Return, word for word, only the lines of the data below that lie between the line with "positive clicks: (641, 295)" and the line with "19L0 12V217L169 245L303", those two lines included.

==== Excerpted data ====

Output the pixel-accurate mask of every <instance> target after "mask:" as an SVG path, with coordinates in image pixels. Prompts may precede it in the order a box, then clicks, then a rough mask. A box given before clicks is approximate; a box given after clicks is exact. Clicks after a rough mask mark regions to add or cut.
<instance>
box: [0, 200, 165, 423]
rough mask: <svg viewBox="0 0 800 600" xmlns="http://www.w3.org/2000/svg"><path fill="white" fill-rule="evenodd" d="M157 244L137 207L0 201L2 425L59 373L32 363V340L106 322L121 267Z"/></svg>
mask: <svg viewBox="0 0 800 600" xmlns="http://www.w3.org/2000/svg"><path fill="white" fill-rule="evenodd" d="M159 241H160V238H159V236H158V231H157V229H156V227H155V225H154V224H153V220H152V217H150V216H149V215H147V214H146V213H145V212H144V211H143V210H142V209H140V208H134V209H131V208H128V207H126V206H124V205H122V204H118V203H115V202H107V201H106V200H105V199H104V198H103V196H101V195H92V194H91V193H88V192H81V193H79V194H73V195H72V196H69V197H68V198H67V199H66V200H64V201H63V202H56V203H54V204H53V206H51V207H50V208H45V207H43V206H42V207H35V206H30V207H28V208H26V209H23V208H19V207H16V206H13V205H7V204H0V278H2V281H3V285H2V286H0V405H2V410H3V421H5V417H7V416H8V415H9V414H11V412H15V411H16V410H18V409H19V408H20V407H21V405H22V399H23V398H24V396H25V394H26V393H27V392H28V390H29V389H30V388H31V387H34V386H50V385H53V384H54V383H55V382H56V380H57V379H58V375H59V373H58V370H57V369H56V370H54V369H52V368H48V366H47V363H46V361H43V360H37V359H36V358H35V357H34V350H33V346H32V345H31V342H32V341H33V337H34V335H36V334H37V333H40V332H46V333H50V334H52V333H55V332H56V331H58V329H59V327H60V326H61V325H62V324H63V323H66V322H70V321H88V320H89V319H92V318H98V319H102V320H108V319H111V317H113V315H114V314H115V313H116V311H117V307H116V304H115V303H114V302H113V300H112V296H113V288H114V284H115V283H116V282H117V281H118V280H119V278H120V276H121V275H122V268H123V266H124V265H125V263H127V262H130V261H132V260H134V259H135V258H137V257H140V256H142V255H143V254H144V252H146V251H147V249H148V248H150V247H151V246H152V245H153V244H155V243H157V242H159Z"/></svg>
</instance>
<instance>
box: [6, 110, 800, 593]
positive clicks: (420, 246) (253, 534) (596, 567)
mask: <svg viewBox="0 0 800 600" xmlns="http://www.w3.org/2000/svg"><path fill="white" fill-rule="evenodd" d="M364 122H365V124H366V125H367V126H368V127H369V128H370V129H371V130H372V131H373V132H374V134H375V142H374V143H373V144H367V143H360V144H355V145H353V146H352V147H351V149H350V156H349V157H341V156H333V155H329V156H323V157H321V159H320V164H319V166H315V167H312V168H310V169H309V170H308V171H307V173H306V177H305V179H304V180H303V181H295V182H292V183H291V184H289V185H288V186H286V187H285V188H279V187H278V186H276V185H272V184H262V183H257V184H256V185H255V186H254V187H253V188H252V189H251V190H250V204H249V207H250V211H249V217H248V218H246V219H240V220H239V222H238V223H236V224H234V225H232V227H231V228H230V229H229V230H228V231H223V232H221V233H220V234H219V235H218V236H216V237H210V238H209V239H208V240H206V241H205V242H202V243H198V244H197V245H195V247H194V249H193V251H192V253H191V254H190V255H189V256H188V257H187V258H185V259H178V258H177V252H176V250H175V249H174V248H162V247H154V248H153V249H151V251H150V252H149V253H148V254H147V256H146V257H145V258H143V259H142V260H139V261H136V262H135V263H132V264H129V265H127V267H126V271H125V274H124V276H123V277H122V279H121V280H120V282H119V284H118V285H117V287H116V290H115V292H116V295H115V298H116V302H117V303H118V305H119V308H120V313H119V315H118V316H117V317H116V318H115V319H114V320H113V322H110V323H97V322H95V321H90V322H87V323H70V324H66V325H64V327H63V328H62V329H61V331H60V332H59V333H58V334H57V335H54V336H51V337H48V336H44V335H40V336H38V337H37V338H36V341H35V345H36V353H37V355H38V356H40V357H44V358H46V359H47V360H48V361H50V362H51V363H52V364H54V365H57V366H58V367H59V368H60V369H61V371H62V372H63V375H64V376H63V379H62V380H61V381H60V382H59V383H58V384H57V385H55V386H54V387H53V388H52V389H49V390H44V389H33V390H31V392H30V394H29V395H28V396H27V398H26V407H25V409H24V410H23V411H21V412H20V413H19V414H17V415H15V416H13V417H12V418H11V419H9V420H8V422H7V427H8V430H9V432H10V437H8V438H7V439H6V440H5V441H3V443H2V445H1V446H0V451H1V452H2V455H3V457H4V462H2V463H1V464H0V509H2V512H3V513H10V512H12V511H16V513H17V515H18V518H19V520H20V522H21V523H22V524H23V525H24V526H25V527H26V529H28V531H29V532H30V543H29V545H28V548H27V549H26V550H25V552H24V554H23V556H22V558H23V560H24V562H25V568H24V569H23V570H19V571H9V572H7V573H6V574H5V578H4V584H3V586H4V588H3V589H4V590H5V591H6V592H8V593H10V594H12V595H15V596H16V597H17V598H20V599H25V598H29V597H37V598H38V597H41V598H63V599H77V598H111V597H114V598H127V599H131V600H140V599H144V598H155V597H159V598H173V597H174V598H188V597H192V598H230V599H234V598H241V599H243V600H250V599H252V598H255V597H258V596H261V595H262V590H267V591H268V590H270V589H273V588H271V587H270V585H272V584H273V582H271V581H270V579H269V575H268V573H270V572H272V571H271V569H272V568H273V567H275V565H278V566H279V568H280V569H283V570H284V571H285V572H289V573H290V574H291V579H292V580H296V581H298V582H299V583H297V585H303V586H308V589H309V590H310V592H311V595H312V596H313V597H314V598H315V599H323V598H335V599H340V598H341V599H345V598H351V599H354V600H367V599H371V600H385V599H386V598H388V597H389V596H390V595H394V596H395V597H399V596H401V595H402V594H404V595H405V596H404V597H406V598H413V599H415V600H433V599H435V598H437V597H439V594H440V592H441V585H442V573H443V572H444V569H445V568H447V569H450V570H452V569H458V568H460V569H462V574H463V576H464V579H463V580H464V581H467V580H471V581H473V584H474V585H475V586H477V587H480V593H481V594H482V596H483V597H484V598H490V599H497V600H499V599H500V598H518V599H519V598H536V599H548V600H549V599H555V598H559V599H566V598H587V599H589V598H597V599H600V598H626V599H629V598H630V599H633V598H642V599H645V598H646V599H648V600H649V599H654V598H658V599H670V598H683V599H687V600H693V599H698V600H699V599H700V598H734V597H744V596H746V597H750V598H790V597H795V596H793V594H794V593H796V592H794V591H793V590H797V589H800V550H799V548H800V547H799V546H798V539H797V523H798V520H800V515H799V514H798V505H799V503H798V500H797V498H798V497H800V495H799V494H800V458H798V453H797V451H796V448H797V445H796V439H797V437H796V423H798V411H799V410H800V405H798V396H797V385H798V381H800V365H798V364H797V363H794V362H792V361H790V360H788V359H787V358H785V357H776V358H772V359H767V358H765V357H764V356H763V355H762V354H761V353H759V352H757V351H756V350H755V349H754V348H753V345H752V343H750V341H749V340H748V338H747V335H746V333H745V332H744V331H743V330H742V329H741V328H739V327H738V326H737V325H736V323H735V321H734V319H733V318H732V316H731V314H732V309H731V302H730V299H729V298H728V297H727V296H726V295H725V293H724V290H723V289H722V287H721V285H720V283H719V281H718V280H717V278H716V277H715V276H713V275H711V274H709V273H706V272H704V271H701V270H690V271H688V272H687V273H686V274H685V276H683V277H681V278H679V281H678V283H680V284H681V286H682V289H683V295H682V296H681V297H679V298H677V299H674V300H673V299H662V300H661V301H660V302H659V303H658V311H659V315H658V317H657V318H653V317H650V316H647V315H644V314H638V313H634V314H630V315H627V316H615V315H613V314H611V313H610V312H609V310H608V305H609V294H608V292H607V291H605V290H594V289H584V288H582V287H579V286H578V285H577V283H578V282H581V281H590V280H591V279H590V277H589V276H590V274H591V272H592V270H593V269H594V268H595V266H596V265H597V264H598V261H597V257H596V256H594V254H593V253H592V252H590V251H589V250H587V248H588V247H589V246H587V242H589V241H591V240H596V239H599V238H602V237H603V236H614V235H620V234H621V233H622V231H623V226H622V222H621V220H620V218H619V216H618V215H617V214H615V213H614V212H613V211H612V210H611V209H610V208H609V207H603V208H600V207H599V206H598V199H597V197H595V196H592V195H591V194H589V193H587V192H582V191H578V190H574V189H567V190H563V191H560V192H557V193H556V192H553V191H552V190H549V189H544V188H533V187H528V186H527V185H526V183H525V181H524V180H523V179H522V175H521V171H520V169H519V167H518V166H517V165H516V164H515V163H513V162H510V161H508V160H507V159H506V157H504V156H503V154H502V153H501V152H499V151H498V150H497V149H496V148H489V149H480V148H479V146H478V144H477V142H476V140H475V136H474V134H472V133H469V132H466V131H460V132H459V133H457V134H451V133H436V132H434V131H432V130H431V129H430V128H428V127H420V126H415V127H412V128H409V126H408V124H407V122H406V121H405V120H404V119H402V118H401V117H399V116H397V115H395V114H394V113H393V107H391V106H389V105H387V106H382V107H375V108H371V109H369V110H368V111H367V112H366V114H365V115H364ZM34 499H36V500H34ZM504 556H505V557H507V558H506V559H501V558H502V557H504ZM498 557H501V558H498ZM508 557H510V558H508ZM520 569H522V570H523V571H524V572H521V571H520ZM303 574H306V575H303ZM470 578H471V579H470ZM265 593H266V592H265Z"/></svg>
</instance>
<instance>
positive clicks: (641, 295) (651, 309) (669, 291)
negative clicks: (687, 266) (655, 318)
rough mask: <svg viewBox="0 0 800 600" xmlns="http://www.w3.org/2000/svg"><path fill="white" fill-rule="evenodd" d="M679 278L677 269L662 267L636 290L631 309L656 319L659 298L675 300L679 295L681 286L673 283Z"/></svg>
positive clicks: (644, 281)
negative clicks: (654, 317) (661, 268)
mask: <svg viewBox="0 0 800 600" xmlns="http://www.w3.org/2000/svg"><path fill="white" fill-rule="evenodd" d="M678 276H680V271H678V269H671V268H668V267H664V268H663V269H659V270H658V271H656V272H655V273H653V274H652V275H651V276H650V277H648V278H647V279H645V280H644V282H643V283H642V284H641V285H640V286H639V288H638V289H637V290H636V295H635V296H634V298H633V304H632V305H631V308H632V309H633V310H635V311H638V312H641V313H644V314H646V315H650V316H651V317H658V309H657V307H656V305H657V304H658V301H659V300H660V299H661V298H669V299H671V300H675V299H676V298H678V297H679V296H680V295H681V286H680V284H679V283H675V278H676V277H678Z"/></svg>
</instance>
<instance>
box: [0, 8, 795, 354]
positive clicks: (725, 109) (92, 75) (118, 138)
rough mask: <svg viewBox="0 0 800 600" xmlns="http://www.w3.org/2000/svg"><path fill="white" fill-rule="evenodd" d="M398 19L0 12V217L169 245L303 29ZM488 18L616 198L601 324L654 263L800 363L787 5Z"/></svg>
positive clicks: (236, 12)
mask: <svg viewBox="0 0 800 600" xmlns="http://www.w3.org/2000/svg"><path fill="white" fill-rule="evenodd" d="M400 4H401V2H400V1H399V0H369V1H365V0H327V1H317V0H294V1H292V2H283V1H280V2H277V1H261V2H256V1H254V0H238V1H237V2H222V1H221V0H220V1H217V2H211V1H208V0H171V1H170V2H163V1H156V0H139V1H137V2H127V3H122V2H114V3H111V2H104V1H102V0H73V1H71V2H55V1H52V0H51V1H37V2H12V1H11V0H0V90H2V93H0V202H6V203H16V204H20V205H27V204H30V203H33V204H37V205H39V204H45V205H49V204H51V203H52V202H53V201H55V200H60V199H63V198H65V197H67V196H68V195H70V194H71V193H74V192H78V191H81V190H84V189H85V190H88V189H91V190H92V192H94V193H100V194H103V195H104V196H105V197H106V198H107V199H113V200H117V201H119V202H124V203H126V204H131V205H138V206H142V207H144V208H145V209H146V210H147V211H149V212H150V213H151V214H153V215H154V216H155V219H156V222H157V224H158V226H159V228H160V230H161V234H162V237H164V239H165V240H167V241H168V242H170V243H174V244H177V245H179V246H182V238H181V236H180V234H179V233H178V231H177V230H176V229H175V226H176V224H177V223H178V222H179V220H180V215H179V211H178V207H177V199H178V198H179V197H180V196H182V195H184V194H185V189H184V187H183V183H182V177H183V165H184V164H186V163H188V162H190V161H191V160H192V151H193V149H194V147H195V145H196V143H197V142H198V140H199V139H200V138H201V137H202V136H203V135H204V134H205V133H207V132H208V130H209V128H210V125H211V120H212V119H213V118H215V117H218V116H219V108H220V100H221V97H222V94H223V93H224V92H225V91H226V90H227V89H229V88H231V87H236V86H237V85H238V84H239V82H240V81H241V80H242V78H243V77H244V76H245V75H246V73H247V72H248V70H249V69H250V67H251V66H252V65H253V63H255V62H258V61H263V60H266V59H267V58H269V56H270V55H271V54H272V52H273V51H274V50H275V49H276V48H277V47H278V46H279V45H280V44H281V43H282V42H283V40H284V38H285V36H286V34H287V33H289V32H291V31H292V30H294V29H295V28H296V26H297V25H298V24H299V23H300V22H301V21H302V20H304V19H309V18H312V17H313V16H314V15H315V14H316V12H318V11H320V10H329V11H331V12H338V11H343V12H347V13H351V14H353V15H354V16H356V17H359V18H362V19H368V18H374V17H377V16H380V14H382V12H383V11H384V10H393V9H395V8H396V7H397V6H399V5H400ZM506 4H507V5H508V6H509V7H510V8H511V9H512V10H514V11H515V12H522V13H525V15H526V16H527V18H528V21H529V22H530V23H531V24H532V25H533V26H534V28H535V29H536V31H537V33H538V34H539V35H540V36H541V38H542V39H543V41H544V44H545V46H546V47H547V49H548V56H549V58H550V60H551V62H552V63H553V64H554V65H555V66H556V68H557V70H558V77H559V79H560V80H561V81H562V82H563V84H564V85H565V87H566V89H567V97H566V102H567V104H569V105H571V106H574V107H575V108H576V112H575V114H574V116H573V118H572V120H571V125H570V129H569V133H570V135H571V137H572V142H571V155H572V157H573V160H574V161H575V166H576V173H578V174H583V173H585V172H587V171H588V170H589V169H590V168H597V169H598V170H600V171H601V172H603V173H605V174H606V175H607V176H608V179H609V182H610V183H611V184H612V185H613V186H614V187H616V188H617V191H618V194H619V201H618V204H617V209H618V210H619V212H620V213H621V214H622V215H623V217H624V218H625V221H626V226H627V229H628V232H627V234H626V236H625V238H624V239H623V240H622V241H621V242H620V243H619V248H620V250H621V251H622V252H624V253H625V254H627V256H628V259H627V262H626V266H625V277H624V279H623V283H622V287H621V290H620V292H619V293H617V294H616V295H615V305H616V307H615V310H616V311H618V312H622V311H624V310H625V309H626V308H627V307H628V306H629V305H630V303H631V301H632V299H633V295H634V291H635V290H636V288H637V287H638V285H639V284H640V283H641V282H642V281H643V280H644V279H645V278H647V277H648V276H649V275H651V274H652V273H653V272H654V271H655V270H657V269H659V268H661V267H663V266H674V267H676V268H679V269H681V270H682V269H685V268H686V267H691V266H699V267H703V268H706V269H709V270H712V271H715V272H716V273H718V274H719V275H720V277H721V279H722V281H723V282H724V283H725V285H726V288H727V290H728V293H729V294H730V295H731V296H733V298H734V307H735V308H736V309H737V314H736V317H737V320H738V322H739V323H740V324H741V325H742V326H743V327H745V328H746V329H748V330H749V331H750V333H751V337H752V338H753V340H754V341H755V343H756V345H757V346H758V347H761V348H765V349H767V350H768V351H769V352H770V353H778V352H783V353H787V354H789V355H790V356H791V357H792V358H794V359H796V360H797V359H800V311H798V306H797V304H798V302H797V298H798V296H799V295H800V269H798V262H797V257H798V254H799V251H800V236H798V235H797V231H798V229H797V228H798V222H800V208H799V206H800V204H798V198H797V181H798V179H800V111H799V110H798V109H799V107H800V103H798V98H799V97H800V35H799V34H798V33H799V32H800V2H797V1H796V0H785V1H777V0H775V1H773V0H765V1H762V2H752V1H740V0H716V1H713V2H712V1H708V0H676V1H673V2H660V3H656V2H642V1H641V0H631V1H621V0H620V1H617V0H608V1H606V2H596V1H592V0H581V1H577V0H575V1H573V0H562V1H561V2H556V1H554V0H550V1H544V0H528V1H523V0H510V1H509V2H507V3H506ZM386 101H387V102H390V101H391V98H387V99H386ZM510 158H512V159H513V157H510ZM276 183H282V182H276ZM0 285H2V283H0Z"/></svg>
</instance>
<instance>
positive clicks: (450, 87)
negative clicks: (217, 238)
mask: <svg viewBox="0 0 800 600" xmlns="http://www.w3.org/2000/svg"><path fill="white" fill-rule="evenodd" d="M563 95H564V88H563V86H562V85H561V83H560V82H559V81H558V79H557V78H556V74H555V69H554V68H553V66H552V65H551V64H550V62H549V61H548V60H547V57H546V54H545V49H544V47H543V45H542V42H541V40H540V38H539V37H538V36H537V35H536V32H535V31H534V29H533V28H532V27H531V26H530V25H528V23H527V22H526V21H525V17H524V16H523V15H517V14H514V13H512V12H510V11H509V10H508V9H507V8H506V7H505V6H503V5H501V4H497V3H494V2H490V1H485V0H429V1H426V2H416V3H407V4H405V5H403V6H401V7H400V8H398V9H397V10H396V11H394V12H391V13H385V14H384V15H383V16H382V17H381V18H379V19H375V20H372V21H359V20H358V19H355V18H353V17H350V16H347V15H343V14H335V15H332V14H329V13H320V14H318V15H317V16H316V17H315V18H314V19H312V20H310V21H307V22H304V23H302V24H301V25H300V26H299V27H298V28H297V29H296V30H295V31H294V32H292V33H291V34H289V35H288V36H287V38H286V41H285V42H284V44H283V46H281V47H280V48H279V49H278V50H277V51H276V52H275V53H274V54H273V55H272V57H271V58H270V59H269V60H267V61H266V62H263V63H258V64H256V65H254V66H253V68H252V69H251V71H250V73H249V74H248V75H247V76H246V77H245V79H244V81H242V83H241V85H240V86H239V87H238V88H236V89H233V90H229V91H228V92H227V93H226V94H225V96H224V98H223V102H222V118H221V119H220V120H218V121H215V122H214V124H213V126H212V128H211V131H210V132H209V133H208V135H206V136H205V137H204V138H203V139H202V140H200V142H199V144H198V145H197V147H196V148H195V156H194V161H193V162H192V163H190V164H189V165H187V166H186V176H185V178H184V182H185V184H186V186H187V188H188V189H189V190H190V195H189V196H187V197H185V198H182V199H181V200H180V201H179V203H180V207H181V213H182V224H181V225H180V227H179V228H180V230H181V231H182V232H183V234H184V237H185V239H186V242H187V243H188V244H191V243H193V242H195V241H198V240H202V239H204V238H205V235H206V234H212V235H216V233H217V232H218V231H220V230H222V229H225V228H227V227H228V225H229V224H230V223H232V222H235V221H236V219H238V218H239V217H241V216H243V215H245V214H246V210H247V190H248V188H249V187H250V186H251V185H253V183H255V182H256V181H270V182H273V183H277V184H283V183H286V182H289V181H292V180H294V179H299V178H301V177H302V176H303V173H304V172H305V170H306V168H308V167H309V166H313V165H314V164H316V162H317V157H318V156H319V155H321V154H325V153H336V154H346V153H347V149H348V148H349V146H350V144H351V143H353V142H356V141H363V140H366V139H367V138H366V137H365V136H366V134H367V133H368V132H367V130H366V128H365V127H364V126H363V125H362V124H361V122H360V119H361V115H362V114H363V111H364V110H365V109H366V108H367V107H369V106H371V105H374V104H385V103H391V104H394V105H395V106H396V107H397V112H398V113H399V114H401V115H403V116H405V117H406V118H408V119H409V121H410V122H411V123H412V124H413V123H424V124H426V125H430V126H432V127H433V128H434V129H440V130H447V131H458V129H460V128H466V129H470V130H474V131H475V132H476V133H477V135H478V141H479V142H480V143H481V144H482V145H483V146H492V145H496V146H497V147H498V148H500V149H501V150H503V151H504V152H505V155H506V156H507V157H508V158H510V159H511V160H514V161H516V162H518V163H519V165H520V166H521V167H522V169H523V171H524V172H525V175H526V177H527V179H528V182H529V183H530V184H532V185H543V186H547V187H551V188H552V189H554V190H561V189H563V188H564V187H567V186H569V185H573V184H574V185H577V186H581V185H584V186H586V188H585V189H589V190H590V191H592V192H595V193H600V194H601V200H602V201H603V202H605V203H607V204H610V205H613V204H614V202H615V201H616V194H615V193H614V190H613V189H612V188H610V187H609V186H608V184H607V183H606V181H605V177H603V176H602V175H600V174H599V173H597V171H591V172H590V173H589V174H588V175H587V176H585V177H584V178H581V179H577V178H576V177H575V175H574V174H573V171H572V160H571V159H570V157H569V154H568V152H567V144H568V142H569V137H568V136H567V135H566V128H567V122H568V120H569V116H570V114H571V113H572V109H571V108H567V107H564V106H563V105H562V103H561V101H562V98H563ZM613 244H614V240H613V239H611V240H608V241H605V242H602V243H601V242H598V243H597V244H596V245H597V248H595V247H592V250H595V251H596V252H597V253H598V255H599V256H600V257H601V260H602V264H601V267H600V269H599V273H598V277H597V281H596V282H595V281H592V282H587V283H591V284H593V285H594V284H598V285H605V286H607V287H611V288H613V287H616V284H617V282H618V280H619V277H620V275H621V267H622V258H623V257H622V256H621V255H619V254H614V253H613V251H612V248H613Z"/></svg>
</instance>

====

Result:
positive clicks: (641, 295) (651, 309) (669, 291)
negative clicks: (687, 266) (655, 318)
rough mask: <svg viewBox="0 0 800 600" xmlns="http://www.w3.org/2000/svg"><path fill="white" fill-rule="evenodd" d="M679 278L677 269L662 267L636 290L631 309L656 319L659 298L675 300L679 295L681 286L673 283Z"/></svg>
positive clicks: (644, 281)
negative clicks: (654, 317) (661, 268)
mask: <svg viewBox="0 0 800 600" xmlns="http://www.w3.org/2000/svg"><path fill="white" fill-rule="evenodd" d="M678 276H680V271H678V269H671V268H668V267H664V268H663V269H659V270H658V271H656V272H655V273H653V274H652V275H651V276H650V277H648V278H647V279H645V280H644V282H643V283H642V284H641V285H640V286H639V288H638V289H637V290H636V295H635V296H634V298H633V304H632V305H631V308H632V309H633V310H635V311H638V312H641V313H644V314H646V315H650V316H651V317H658V309H657V307H656V305H657V304H658V301H659V300H660V299H661V298H669V299H671V300H675V299H676V298H678V297H679V296H680V295H681V286H680V284H679V283H675V278H676V277H678Z"/></svg>
</instance>
<instance>
box: [0, 8, 795, 354]
positive clicks: (725, 109) (92, 75) (118, 138)
rough mask: <svg viewBox="0 0 800 600" xmlns="http://www.w3.org/2000/svg"><path fill="white" fill-rule="evenodd" d="M398 19L0 12V217L169 245L303 29ZM488 18L616 198L601 324L654 263L800 363L787 5Z"/></svg>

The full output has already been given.